[Natural-language object grounding data]

══════

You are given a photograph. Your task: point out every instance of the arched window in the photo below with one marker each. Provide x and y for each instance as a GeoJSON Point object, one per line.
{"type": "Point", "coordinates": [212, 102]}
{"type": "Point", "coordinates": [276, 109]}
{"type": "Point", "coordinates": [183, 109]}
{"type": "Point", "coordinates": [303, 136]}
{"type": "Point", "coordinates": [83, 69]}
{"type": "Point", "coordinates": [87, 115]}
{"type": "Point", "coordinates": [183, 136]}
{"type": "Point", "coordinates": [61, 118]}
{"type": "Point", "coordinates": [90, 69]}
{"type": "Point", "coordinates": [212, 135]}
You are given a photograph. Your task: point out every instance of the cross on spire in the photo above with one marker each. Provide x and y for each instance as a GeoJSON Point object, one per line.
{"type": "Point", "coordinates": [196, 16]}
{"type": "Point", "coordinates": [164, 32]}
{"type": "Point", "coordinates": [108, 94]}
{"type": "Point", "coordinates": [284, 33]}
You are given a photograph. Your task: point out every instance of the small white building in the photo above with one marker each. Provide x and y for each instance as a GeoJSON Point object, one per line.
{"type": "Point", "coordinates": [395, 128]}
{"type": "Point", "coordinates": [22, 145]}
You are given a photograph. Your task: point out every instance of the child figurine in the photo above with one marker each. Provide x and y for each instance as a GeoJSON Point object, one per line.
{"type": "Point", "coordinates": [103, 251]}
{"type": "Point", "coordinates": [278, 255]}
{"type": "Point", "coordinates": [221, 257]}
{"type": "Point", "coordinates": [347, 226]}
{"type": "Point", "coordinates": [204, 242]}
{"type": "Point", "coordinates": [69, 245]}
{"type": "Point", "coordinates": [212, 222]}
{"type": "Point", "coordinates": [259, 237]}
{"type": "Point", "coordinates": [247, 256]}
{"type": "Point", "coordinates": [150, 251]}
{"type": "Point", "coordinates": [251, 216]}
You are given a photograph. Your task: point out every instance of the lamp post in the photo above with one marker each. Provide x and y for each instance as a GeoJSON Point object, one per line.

══════

= Exercise directions =
Write each entry out again, exactly as it reads above.

= Output =
You are given a photograph. Your task: point out every instance of the arched window in the photo below with one marker each. Provide x and y for each instance as a GeoJSON Point object, one per line.
{"type": "Point", "coordinates": [212, 102]}
{"type": "Point", "coordinates": [276, 109]}
{"type": "Point", "coordinates": [183, 109]}
{"type": "Point", "coordinates": [303, 136]}
{"type": "Point", "coordinates": [83, 69]}
{"type": "Point", "coordinates": [87, 115]}
{"type": "Point", "coordinates": [183, 136]}
{"type": "Point", "coordinates": [61, 118]}
{"type": "Point", "coordinates": [90, 69]}
{"type": "Point", "coordinates": [212, 135]}
You are given a photograph. Your task: point out every instance of the cross on spire in the photo above with one marker each. Provide x and y for each instance as a GeoJSON Point object, one per line.
{"type": "Point", "coordinates": [196, 16]}
{"type": "Point", "coordinates": [164, 32]}
{"type": "Point", "coordinates": [108, 94]}
{"type": "Point", "coordinates": [284, 33]}
You are given a photograph. Your task: point out every instance of the small white building in the photo above with one marker each. Provide x and y for each instance as a GeoJSON Point object, one per line.
{"type": "Point", "coordinates": [395, 128]}
{"type": "Point", "coordinates": [22, 145]}
You are given a photograph. Your task: point out every instance of the child figurine in the photo above with one marker each. Provide x and y for each instance as a GeoJSON Point object, one per line.
{"type": "Point", "coordinates": [103, 251]}
{"type": "Point", "coordinates": [278, 255]}
{"type": "Point", "coordinates": [221, 257]}
{"type": "Point", "coordinates": [347, 226]}
{"type": "Point", "coordinates": [204, 242]}
{"type": "Point", "coordinates": [69, 245]}
{"type": "Point", "coordinates": [212, 222]}
{"type": "Point", "coordinates": [259, 237]}
{"type": "Point", "coordinates": [247, 256]}
{"type": "Point", "coordinates": [150, 251]}
{"type": "Point", "coordinates": [251, 216]}
You are given a photograph. Your task: point out every instance of the lamp post in the photo above with one marker each. Provide x and y for each instance as a GeoJSON Point object, one per line.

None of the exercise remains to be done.